* **SHORT TASK**
In the entries below, replace "Outline" with "Locate" wherever it occurs, and reproduce everything else unchanged.

# Start of EXERCISE INPUTS

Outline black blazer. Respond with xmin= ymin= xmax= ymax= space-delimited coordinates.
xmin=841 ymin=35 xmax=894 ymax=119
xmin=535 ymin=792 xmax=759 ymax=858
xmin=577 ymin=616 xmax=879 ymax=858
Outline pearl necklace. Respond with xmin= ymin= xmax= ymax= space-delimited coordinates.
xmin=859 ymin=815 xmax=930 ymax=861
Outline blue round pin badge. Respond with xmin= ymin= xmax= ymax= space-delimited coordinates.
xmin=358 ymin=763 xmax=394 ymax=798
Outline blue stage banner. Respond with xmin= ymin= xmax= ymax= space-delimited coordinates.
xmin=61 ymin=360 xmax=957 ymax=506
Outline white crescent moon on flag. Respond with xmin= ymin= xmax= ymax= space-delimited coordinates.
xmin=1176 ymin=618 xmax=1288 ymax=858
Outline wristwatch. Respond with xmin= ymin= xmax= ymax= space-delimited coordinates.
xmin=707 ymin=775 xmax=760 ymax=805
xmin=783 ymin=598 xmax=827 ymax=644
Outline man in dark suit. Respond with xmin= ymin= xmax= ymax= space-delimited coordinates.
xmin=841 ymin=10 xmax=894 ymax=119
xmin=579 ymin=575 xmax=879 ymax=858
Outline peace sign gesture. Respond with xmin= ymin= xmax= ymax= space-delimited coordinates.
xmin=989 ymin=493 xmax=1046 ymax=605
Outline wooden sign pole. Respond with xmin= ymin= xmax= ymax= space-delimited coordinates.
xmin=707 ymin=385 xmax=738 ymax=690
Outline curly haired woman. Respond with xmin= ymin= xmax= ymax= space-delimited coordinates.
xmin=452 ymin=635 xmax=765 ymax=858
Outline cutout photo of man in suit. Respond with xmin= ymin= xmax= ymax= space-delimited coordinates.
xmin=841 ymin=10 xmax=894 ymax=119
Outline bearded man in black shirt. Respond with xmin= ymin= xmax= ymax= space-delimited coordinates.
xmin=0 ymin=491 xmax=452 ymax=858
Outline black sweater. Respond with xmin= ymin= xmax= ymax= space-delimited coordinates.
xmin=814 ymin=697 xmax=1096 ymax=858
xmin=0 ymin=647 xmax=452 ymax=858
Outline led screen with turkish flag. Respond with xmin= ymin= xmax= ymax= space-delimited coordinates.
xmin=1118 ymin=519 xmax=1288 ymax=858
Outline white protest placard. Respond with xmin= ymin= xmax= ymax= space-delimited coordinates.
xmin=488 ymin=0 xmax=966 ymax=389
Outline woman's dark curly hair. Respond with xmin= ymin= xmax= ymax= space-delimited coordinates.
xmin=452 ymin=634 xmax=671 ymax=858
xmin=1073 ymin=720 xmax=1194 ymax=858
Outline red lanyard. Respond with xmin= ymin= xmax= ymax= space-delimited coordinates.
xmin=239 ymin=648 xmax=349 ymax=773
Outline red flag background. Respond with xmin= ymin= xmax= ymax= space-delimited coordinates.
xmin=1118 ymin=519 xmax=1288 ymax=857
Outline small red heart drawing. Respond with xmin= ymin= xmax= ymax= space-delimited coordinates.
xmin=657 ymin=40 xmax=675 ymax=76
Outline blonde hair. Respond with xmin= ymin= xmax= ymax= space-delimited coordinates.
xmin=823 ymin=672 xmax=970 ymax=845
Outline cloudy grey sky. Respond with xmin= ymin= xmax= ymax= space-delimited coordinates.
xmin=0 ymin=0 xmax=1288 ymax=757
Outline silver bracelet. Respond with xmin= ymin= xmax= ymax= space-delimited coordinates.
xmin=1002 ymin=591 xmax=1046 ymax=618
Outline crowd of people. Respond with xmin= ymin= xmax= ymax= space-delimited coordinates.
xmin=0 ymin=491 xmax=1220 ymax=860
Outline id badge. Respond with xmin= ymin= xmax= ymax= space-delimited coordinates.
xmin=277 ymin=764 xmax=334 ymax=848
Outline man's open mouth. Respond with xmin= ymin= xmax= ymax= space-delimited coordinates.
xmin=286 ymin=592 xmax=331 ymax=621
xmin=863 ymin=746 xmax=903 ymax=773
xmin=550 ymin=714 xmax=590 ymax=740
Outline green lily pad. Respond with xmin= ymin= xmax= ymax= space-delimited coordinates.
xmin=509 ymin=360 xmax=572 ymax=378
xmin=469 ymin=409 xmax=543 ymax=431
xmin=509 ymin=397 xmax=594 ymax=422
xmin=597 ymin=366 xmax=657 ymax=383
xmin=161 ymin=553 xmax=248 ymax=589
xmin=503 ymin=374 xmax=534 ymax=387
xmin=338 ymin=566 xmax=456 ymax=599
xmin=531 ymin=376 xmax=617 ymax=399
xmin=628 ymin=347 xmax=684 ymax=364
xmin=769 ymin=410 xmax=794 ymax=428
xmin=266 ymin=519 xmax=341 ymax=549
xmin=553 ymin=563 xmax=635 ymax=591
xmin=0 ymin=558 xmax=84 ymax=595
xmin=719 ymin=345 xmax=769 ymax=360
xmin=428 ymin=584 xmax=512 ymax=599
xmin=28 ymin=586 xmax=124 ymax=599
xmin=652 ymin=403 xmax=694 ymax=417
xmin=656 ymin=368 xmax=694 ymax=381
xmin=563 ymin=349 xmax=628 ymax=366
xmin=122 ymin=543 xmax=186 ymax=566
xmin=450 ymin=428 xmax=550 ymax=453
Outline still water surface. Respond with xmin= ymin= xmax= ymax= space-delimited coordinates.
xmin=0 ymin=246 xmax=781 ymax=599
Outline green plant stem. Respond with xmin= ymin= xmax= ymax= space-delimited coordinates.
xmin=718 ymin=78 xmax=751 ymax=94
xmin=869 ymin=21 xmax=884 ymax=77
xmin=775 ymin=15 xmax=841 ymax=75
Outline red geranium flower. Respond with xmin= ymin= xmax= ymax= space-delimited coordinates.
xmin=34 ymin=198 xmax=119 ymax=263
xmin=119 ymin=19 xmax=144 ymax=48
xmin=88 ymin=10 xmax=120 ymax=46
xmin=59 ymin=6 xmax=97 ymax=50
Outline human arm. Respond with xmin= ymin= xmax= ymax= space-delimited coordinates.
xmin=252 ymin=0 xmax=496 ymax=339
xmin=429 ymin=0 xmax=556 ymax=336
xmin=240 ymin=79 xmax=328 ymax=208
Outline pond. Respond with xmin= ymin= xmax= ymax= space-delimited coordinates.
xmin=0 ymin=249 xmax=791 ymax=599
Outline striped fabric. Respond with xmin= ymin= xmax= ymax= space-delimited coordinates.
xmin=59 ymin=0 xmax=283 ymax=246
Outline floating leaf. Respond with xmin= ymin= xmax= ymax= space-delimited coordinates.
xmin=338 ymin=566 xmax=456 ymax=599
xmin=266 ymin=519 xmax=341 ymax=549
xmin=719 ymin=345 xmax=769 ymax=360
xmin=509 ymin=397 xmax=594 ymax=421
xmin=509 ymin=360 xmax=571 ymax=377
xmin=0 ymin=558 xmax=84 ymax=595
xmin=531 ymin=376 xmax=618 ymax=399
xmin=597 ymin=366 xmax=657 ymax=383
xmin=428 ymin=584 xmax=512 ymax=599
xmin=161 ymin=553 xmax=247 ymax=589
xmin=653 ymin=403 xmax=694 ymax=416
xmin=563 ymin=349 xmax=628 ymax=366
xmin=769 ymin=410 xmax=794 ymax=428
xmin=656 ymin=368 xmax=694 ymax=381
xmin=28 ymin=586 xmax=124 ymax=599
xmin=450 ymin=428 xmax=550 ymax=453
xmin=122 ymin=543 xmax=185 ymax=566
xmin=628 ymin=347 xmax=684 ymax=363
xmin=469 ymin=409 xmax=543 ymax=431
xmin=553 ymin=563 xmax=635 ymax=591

# End of EXERCISE INPUTS

* **RESPONSE TO THIS TASK**
Locate black blazer. Respond with xmin= ymin= xmax= ymax= space-delimited coordinates.
xmin=841 ymin=35 xmax=894 ymax=119
xmin=535 ymin=792 xmax=759 ymax=858
xmin=577 ymin=616 xmax=879 ymax=858
Locate pearl necklace. Respond with xmin= ymin= xmax= ymax= space-delimited coordinates.
xmin=859 ymin=815 xmax=930 ymax=861
Locate blue round pin badge. Respond with xmin= ymin= xmax= ymax= space-delimited coordinates.
xmin=358 ymin=763 xmax=394 ymax=798
Locate blue stage banner. Respond with xmin= ymin= xmax= ymax= space-delimited coordinates.
xmin=61 ymin=360 xmax=957 ymax=506
Locate white crescent moon on flag. Respond with xmin= ymin= xmax= ymax= space-delimited coordinates.
xmin=1176 ymin=618 xmax=1288 ymax=858
Locate wristwatch. Respond with xmin= ymin= xmax= ymax= space-delimited coordinates.
xmin=707 ymin=775 xmax=760 ymax=805
xmin=783 ymin=598 xmax=827 ymax=644
Locate man in dark suit. Respond with xmin= ymin= xmax= ymax= space-delimited coordinates.
xmin=841 ymin=10 xmax=894 ymax=119
xmin=579 ymin=575 xmax=879 ymax=858
Locate peace sign gesture. Respond with xmin= ymin= xmax= ymax= space-delimited coordinates.
xmin=989 ymin=493 xmax=1046 ymax=605
Locate wooden sign pole. Respond with xmin= ymin= xmax= ymax= space-delimited coordinates.
xmin=707 ymin=385 xmax=738 ymax=690
Locate curly haired woman. Respond with xmin= ymin= xmax= ymax= space-delimited coordinates.
xmin=452 ymin=635 xmax=765 ymax=858
Locate cutout photo of man in suit. Respond with xmin= ymin= xmax= ymax= space-delimited coordinates.
xmin=841 ymin=10 xmax=894 ymax=119
Locate bearded man in black shirt. Respond with xmin= ymin= xmax= ymax= space-delimited coordinates.
xmin=0 ymin=491 xmax=452 ymax=858
Locate black sweater. Respond with xmin= ymin= xmax= ymax= space-delimited coordinates.
xmin=814 ymin=697 xmax=1096 ymax=858
xmin=0 ymin=647 xmax=452 ymax=858
Locate led screen with turkish flag. Respond with xmin= ymin= xmax= ymax= space-delimited coordinates.
xmin=1118 ymin=519 xmax=1288 ymax=858
Locate white protest placard. Respond with xmin= ymin= xmax= ymax= space-delimited coordinates.
xmin=488 ymin=0 xmax=966 ymax=389
Locate woman's dark curly hair. Respond with xmin= ymin= xmax= ymax= space-delimited coordinates.
xmin=452 ymin=634 xmax=671 ymax=858
xmin=1073 ymin=720 xmax=1194 ymax=858
Locate red lanyard. Respond with xmin= ymin= xmax= ymax= space-delimited coordinates.
xmin=239 ymin=648 xmax=349 ymax=773
Locate red flag background. Respond with xmin= ymin= xmax= ymax= space-delimited coordinates.
xmin=1118 ymin=519 xmax=1288 ymax=857
Locate small red heart drawing. Respond with xmin= ymin= xmax= ymax= space-delimited coordinates.
xmin=657 ymin=40 xmax=675 ymax=76
Locate blonde hair. Respond with xmin= ymin= xmax= ymax= space-delimited coordinates.
xmin=823 ymin=672 xmax=970 ymax=845
Locate cloudy grey sky. Respond with xmin= ymin= xmax= ymax= space-delimited coordinates.
xmin=0 ymin=0 xmax=1288 ymax=757
Locate silver bracelet. Respond with xmin= ymin= xmax= ymax= space-delimited coordinates.
xmin=1002 ymin=591 xmax=1046 ymax=618
Locate crowd of people. Respond with xmin= ymin= xmax= ymax= space-delimited coordinates.
xmin=0 ymin=491 xmax=1220 ymax=860
Locate id badge. Respond with xmin= ymin= xmax= ymax= space-delimited coordinates.
xmin=277 ymin=764 xmax=334 ymax=848
Locate man's open mouth. Respond with xmin= ymin= xmax= ymax= space-delimited coordinates.
xmin=286 ymin=592 xmax=331 ymax=621
xmin=863 ymin=746 xmax=903 ymax=773
xmin=550 ymin=714 xmax=590 ymax=740
Locate green lily pad. Respond with xmin= ymin= xmax= ymax= space-delimited coordinates.
xmin=509 ymin=360 xmax=572 ymax=378
xmin=469 ymin=409 xmax=543 ymax=431
xmin=509 ymin=397 xmax=594 ymax=422
xmin=597 ymin=366 xmax=657 ymax=383
xmin=161 ymin=553 xmax=248 ymax=589
xmin=503 ymin=374 xmax=534 ymax=387
xmin=338 ymin=566 xmax=456 ymax=599
xmin=531 ymin=376 xmax=617 ymax=399
xmin=628 ymin=347 xmax=684 ymax=364
xmin=769 ymin=410 xmax=794 ymax=428
xmin=266 ymin=519 xmax=341 ymax=549
xmin=553 ymin=563 xmax=635 ymax=591
xmin=0 ymin=558 xmax=84 ymax=595
xmin=719 ymin=345 xmax=769 ymax=360
xmin=428 ymin=584 xmax=512 ymax=599
xmin=28 ymin=586 xmax=124 ymax=599
xmin=652 ymin=403 xmax=694 ymax=417
xmin=656 ymin=368 xmax=694 ymax=381
xmin=563 ymin=349 xmax=628 ymax=366
xmin=122 ymin=543 xmax=186 ymax=566
xmin=450 ymin=428 xmax=550 ymax=453
Locate still water surface. Respond with xmin= ymin= xmax= ymax= space-delimited coordinates.
xmin=0 ymin=246 xmax=781 ymax=599
Locate green plant stem. Respond with xmin= ymin= xmax= ymax= space-delimited coordinates.
xmin=718 ymin=78 xmax=751 ymax=94
xmin=869 ymin=21 xmax=884 ymax=77
xmin=775 ymin=15 xmax=841 ymax=75
Locate red geranium flower. Respond with xmin= ymin= xmax= ymax= space-delimited coordinates.
xmin=34 ymin=198 xmax=119 ymax=263
xmin=119 ymin=19 xmax=144 ymax=48
xmin=88 ymin=10 xmax=120 ymax=46
xmin=59 ymin=6 xmax=97 ymax=50
Locate human arm. Respond with xmin= ymin= xmax= ymax= space-delimited coordinates.
xmin=252 ymin=0 xmax=496 ymax=339
xmin=429 ymin=0 xmax=556 ymax=336
xmin=240 ymin=79 xmax=328 ymax=208
Locate pond. Respond with xmin= ymin= xmax= ymax= space-delimited coordinates.
xmin=0 ymin=249 xmax=791 ymax=599
Locate striped fabric. Respond with xmin= ymin= xmax= ymax= space-delimited coordinates.
xmin=59 ymin=0 xmax=283 ymax=246
Locate floating leaf. Respond with xmin= ymin= xmax= ymax= space-delimited coordinates.
xmin=338 ymin=566 xmax=456 ymax=599
xmin=266 ymin=519 xmax=341 ymax=549
xmin=719 ymin=345 xmax=769 ymax=360
xmin=509 ymin=397 xmax=594 ymax=421
xmin=509 ymin=360 xmax=571 ymax=377
xmin=0 ymin=558 xmax=84 ymax=595
xmin=531 ymin=376 xmax=618 ymax=399
xmin=597 ymin=366 xmax=657 ymax=383
xmin=428 ymin=584 xmax=512 ymax=599
xmin=161 ymin=553 xmax=247 ymax=589
xmin=653 ymin=403 xmax=694 ymax=416
xmin=563 ymin=349 xmax=628 ymax=366
xmin=769 ymin=410 xmax=794 ymax=428
xmin=656 ymin=368 xmax=694 ymax=381
xmin=28 ymin=586 xmax=124 ymax=599
xmin=450 ymin=428 xmax=550 ymax=453
xmin=122 ymin=543 xmax=185 ymax=566
xmin=628 ymin=347 xmax=684 ymax=363
xmin=469 ymin=409 xmax=543 ymax=431
xmin=553 ymin=563 xmax=635 ymax=591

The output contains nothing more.